◆ Text segment:
>>>
Why do we use a wireframe-first approach?

Wireframing (or "drafting," as we often refer to it at Fleet) provides a clear overview of page layout, information architecture, user flow, and functionality. The wireframe-first approach extends beyond what users see on their screens. Wireframe-first is also excellent for drafting APIs, config settings, CLI options, and even business processes.

Here's why we use a wireframe-first approach at Fleet.

  • We create a wireframe for every change we make and favor small, iterative changes to deliver value quickly.
  • We can think through the functionality and user experience more deeply by wireframing before committing any code. As a result, our coding decisions are clearer, and our code is cleaner and easier to maintain.
  • Content hierarchy, messaging, error states, interactions, URLs, API parameters, and API response data are all considered during the wireframing process (often with several rounds of review). This initial quality assurance means engineers can focus on their code and confidently catch any potential edge-cases or issues along the way.
  • Wireframing is accessible to people who understand our users but are not necessarily code-literate. So anyone can contribute a suggestion (at any level of fidelity). At the very least, you'll need a napkin and a pen, although we prefer to use Figma.
  • With Figma, thanks to its powerful component and auto-layout features, we can create high-fidelity wireframes - fast. We can iterate quickly without costing more work and less sunk-cost fallacy.

Why do we use one repo?

At Fleet, we keep everything in one repo. The only exception is when we're working on something confidential since GitHub does not allow confidential issues inside public repos. Here's why:

  • One repo is easier to manage. It has less surface area for keeping content up to date and reduces the risk of things getting lost and forgotten.
  • Our work is more visible and accessible to the community when all project pieces are available in one repo.
  • One repo pools GitHub stars and more accurately reflects Fleets presence.
  • One repo means one set of automations and labels to manage. Resulting in a consistent GitHub experience that is easier to keep organized.

Why organize work in team-based kanban boards?
<<<
◆ Tasks to carry out:
1) Pull out the stretch from "At Fleet, we" through "team-based kanban boards?" in the passage about Fleet's working practices.
2) Pick up the passage about Fleet's working practices right after its last line and keep writing it.
The material has no connection to the passage about Fleet's working practices.

◆ Material provided:
>>>
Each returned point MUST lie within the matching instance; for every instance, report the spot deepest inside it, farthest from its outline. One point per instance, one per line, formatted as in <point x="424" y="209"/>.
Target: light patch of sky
<<<
◆ Exercise responses:
1)
At Fleet, we keep everything in one repo. The only exception is when we're working on something confidential since GitHub does not allow confidential issues inside public repos. Here's why:

  • One repo is easier to manage. It has less surface area for keeping content up to date and reduces the risk of things getting lost and forgotten.
  • Our work is more visible and accessible to the community when all project pieces are available in one repo.
  • One repo pools GitHub stars and more accurately reflects Fleets presence.
  • One repo means one set of automations and labels to manage. Resulting in a consistent GitHub experience that is easier to keep organized.

Why organize work in team-based kanban boards?

2)
It's helpful to have a consistent framework for how every team works, plans, and requests things from each other. Fleet's kanban boards are that framework, and they cover three goals:

  1. Intake: Give people from anywhere in the world the ability to request something from a particular team (i.e., add it to their backlog).
  2. Planning: Give the team's manager and other team members a way to plan the next three-week iteration of what the team is working on in a world (the board) where the team has ownership and feels confident making changes.
  3. Shared to-do list: What should I work on next? Who needs help? What important work is blocked? Is that bug fix merged yet? When will it be released? When will that new feature ship? What did I do yesterday?

Why a three-week cadence?

The Fleet product is released every three weeks. By syncing the whole company to this schedule, we can:

  • keep all team members (especially those who aren't directly involved with the core product) aware of the current version of Fleet and when the next release is shipping.
  • align project planning and milestones across all teams, which helps us schedule our content calendar and manage company-wide goals.

Why use agile methodology?

Releasing software iteratively gets changes and improvements into the hands of users faster and generally results in software that works. This makes contributors fitter, happier, and more productive. See the agile manifesto for more information.

Why the emphasis on training?

Investing in people and providing generous, prioritized training, especially up front, helps contributors understand what is going on at Fleet. By making training a prerequisite at Fleet, we can:

  • help team members feel confident in the better decisions they make at work.
  • create a culture of helping others, which results in team members feeling more comfortable even if they arent familiar with the osquery, security, startup, or IT space.

Why not continuously generate REST API reference docs from javadoc-style code comments?

We prefer to generate our REST API reference docs the good old-fashioned way. By hand. Here are a few of the drawbacks that we have experienced when generating docs via tools like Swagger or OpenAPI and some plus ones for doing it by hand with Markdown.

  • Markdown gives us more control over how the docs are compiled, what annotations we can include, and how we present the information to the end-user.
  • Markdown is more accessible. Anyone can edit Fleet's docs directly from our website without needing coding experience.
  • A single Markdown file reduces the amount of surface area to manage that comes from spreading code comments across multiple files throughout the codebase. (see "Why do we use one repo?").
  • Generated docs can become just as outdated as handmade docs, except since they are generated, they become siloed and more difficult to edit.
  • Autogenerated docs are typically hosted on a subdomain. This means we have less control over a user's journey through our website and lose the SEO benefits of self-hosted documentation.
  • Autogenerating docs from code is not always the best way to make sure reference docs accurately reflect the API. Based on our experience from past projects, we've learned that the benefits of generated docs do not outweigh the drawbacks of creating them by hand.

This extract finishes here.